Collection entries
- - -
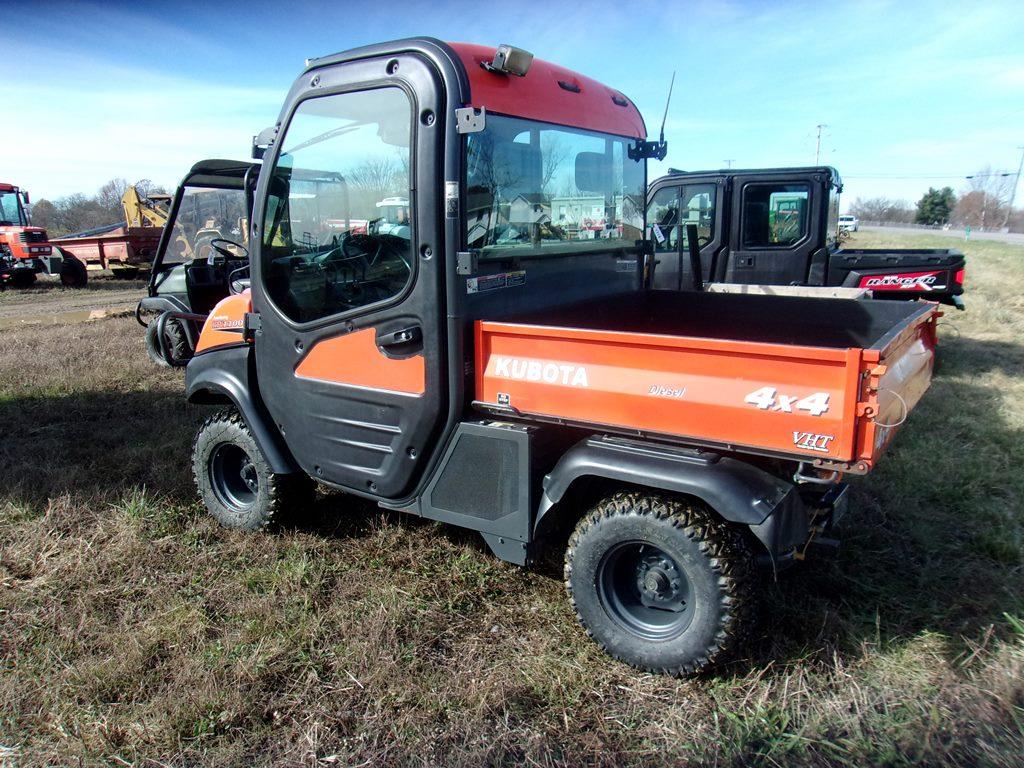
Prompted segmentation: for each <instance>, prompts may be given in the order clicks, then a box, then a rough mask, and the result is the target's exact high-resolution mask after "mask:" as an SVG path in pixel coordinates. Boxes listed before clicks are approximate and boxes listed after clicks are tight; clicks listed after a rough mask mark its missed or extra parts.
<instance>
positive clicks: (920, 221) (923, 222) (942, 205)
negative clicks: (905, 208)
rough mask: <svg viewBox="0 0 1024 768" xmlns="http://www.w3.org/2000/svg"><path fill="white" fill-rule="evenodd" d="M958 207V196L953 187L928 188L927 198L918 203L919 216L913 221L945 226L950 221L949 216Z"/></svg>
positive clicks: (915, 216) (914, 216) (918, 222)
mask: <svg viewBox="0 0 1024 768" xmlns="http://www.w3.org/2000/svg"><path fill="white" fill-rule="evenodd" d="M955 206H956V196H955V195H954V194H953V190H952V187H950V186H943V187H942V188H941V189H936V188H935V187H933V186H930V187H928V191H927V193H925V196H924V197H923V198H922V199H921V200H920V201H918V214H916V215H915V216H914V218H913V220H914V221H915V222H918V223H919V224H944V223H946V222H947V221H949V216H950V215H951V214H952V212H953V208H954V207H955Z"/></svg>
- - -
■ TASK DETAILS: Check each line above for the string "instance" and show the ones that have it.

■ THE ANSWER:
Prompted segmentation: for each <instance>, prompts may be given in the order clicks, then a box, then a rough mask, and the result is the target's exact high-resolution mask after "mask:" as an SVG path in pixel coordinates. Boxes listed before clicks are approximate and boxes listed after clicks are tight; clicks listed after a rough mask mark its missed or extra parts.
<instance>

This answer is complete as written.